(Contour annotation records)
=======

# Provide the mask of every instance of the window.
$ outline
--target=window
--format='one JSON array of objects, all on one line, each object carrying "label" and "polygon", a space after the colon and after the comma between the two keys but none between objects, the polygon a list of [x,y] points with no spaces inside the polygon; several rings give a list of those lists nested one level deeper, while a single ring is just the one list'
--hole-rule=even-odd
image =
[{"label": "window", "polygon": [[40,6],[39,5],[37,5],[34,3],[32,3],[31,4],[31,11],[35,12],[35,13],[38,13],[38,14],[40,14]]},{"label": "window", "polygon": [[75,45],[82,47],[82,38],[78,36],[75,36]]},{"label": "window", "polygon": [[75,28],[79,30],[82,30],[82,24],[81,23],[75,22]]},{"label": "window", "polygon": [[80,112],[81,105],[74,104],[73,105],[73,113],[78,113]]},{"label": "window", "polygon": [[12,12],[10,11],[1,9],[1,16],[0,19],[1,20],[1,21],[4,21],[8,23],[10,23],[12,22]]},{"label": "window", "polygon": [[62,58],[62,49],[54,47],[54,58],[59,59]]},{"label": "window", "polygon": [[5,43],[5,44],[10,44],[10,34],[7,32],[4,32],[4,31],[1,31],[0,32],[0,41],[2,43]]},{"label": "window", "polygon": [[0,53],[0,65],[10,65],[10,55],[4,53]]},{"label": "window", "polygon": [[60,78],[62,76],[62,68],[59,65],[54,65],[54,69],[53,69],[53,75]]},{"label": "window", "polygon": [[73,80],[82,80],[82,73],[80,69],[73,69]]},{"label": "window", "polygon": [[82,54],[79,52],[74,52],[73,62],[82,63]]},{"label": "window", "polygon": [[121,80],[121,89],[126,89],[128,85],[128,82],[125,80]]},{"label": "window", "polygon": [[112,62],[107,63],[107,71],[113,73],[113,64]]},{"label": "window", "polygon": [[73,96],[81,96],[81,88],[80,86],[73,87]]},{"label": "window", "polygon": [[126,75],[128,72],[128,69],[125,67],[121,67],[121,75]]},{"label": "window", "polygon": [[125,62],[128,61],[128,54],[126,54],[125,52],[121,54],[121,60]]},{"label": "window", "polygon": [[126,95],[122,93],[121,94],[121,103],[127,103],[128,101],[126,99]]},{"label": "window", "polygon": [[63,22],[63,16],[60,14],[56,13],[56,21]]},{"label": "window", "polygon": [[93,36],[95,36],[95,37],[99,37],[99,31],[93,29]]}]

=======

Rewrite the lines above, replacing "instance" with "occurrence" and leaving everything else unchanged.

■ **FINISHED TASK**
# Provide the mask of every occurrence of the window.
$ outline
--target=window
--format='one JSON array of objects, all on one line, each object carrying "label" and "polygon", a space after the colon and after the comma between the two keys but none between objects, the polygon a list of [x,y] points with no spaces inside the polygon; several rings give a list of those lists nested one level deeper, while a single ring is just the one list'
--hole-rule=even-odd
image =
[{"label": "window", "polygon": [[40,6],[39,5],[37,5],[34,3],[32,3],[31,4],[31,11],[35,12],[35,13],[38,13],[38,14],[40,14]]},{"label": "window", "polygon": [[75,45],[82,47],[82,38],[78,36],[75,36]]},{"label": "window", "polygon": [[75,28],[79,30],[82,30],[82,24],[81,23],[75,22]]},{"label": "window", "polygon": [[80,112],[81,105],[74,104],[73,105],[73,113],[78,113]]},{"label": "window", "polygon": [[12,12],[10,11],[1,9],[1,16],[0,19],[1,20],[1,21],[4,21],[8,23],[10,23],[12,22]]},{"label": "window", "polygon": [[62,58],[62,49],[54,47],[54,58],[59,59]]},{"label": "window", "polygon": [[5,43],[5,44],[10,44],[10,34],[7,32],[4,32],[4,31],[1,31],[0,32],[0,41],[2,43]]},{"label": "window", "polygon": [[0,53],[0,65],[10,65],[10,55],[4,53]]},{"label": "window", "polygon": [[60,78],[62,76],[62,68],[59,65],[54,65],[54,69],[53,69],[53,75]]},{"label": "window", "polygon": [[73,80],[82,80],[82,73],[80,69],[73,69]]},{"label": "window", "polygon": [[82,54],[79,52],[74,52],[73,62],[82,63]]},{"label": "window", "polygon": [[121,80],[121,89],[126,89],[128,85],[128,82],[125,80]]},{"label": "window", "polygon": [[112,62],[107,63],[107,71],[113,73],[113,64]]},{"label": "window", "polygon": [[73,96],[81,96],[81,88],[80,86],[73,87]]},{"label": "window", "polygon": [[126,75],[128,72],[128,69],[125,67],[121,67],[121,75]]},{"label": "window", "polygon": [[125,62],[128,61],[128,54],[126,54],[125,52],[121,54],[121,60]]},{"label": "window", "polygon": [[126,95],[122,93],[121,94],[121,103],[127,103],[128,101],[126,99]]},{"label": "window", "polygon": [[63,22],[63,16],[60,14],[56,13],[56,21]]},{"label": "window", "polygon": [[93,36],[95,36],[95,37],[99,37],[99,31],[93,29]]}]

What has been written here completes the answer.